# [What to do]
1) In the passage on dementia, swap "doctors" for "physicians" and write out the text from "In diagnosing dementia, doctors" to "and visual perception.".
2) Translate this sentence from the passage on dementia into French: "Kim says it only becomes a concern when an individual begins asking repetitive questions or having issues with visual spatial skills, such as getting lost or having difficulty driving."

# [Extract provided]
━━━━

Think of your brain as a filing cabinet, every memory you’ve ever made tucked neatly away for safekeeping. This is the analogy Tam Cummings uses to explain the effect of dementia. “Dementia will go backwards through those memories,” says Cummings, a gerontologist who specializes in Alzheimer’s and other dementias.

Said to account for at least two-thirds of cases in the United States, Alzheimer’s disease is the most common form of dementia. The second is vascular dementia, also known as post-stroke dementia, and is largely caused by lifestyle factors such as smoking or high blood pressure. Other common forms include frontotemporal dementias, which affect personality and language; dementia with Lewy bodies, which can produce vivid hallucinations, and detailed delusions. Dementias associated with Parkinson’s, Huntington’s disease and Wernicke-Korsakoff dementia, which is associated with alcohol abuse, are also commonly seen.

In diagnosing dementia, doctors look at the five parts of cognitive function: memory, executive function, personality, speech and language and visual perception.

“The definition of dementia is when two or more out of the five interferes with activities of daily living,” explains Dr. Ronald Devere, a Texas-based neurologist who founded the Alzheimer’s Disease and Memory Disorder Clinic now located in Austin. “That’s the key. It must interfere with ADLs.”

“There’s an entity that we call benign senescent forgetfulness,” explains Dr. Insung Kim, a physician with Saint Francis Health System in Tulsa who specializes in geriatric medicine. “Short-term memory loss that comes with aging and tends to have no real serious consequences.”

Kim says it only becomes a concern when an individual begins asking repetitive questions or having issues with visual spatial skills, such as getting lost or having difficulty driving.

━━━━

# [Records provided]
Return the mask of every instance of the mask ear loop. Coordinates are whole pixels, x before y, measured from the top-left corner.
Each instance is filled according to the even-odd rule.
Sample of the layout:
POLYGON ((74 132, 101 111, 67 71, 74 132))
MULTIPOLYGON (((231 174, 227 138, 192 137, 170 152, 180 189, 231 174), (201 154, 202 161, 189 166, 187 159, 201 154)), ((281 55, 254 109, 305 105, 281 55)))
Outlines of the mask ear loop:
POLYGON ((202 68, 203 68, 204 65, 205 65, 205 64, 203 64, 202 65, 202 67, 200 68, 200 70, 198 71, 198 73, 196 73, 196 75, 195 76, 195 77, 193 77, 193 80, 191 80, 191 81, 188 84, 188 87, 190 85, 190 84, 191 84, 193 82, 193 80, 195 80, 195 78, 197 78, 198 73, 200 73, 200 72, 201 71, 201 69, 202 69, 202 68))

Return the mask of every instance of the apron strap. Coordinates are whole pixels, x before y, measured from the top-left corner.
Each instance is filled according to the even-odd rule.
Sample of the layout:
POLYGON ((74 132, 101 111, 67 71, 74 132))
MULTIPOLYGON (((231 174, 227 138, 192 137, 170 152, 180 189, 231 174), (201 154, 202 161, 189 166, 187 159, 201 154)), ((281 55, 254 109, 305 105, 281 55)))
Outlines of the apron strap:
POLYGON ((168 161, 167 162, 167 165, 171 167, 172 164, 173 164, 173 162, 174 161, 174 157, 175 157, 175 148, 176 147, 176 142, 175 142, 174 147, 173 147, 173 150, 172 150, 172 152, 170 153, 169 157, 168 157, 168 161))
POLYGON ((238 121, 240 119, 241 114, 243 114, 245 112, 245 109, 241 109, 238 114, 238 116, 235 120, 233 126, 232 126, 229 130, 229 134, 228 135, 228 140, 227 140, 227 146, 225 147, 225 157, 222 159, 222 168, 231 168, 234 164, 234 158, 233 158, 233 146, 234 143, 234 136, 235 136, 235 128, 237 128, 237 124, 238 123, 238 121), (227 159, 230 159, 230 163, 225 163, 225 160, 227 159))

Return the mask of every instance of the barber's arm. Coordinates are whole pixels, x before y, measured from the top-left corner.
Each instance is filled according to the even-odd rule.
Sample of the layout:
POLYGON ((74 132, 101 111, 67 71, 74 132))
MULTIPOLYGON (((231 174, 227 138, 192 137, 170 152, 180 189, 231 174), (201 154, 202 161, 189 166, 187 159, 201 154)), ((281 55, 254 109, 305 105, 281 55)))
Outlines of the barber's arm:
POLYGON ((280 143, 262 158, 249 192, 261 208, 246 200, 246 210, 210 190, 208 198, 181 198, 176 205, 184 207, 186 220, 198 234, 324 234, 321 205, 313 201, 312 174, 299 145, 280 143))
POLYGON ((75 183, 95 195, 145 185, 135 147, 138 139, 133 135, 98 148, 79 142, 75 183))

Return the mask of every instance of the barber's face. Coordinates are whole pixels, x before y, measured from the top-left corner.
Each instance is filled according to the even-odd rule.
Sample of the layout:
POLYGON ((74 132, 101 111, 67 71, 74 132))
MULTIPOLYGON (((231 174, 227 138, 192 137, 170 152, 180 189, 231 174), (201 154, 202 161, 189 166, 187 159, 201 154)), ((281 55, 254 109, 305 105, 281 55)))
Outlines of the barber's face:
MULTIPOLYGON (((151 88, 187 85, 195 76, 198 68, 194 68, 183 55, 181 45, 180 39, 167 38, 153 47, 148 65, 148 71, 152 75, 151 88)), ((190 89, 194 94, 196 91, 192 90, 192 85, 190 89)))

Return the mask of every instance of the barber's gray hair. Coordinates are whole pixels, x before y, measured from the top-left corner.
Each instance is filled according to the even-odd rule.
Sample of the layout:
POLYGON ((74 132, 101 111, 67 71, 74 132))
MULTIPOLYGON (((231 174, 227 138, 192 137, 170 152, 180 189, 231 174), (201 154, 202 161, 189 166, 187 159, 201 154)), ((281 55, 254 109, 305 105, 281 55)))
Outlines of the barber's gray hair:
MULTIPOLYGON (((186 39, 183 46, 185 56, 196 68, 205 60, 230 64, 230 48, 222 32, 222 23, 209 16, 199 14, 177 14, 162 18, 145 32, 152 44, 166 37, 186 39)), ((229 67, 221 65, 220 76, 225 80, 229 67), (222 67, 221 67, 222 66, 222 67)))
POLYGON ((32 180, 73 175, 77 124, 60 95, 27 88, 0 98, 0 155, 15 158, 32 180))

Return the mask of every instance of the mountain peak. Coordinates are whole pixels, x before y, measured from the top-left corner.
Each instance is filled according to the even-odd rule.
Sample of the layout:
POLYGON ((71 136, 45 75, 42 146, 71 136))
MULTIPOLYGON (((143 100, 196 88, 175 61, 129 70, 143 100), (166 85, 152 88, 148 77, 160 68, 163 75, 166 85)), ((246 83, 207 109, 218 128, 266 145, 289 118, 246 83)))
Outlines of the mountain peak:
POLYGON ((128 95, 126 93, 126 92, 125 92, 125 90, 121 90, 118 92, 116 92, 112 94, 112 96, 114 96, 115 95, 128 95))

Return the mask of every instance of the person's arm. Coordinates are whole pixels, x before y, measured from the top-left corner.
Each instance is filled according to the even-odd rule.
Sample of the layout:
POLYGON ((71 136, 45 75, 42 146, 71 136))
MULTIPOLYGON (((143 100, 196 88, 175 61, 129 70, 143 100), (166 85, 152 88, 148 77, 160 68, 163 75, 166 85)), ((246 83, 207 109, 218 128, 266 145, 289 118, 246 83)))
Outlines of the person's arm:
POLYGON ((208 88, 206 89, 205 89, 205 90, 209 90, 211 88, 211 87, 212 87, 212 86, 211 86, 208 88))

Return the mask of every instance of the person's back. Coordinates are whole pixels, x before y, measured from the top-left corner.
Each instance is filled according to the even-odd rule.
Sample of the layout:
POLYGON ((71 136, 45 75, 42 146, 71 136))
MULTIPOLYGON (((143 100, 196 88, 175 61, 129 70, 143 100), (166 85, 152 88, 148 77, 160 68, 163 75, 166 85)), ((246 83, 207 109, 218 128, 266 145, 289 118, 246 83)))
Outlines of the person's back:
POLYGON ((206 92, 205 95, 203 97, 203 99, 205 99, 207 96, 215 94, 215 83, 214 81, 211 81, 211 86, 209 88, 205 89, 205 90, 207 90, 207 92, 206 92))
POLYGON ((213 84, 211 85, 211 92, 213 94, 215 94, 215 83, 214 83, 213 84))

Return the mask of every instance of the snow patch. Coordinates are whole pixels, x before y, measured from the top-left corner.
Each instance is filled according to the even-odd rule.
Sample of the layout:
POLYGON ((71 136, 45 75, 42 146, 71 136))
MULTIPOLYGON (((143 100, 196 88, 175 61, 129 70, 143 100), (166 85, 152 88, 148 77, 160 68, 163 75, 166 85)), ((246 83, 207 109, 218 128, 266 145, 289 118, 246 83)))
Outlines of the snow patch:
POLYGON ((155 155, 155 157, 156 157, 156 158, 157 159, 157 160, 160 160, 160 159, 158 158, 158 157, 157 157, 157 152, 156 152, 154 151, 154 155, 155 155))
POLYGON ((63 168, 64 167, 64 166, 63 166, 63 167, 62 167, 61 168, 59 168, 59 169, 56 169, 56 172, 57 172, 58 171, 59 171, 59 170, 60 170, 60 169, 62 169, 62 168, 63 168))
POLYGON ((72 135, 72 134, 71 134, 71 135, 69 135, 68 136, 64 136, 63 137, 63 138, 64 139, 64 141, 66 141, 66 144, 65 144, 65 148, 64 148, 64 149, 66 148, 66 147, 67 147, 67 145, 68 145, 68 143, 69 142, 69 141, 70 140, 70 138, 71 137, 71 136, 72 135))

━━━━

# [Responses by task]
1)
In diagnosing dementia, physicians look at the five parts of cognitive function: memory, executive function, personality, speech and language and visual perception.

2) Kim dit que cela ne devient une source d'inquiétude que lorsqu'une personne commence à poser des questions de manière répétitive ou à avoir des problèmes de capacités visuospatiales, par exemple en se perdant ou en ayant du mal à conduire.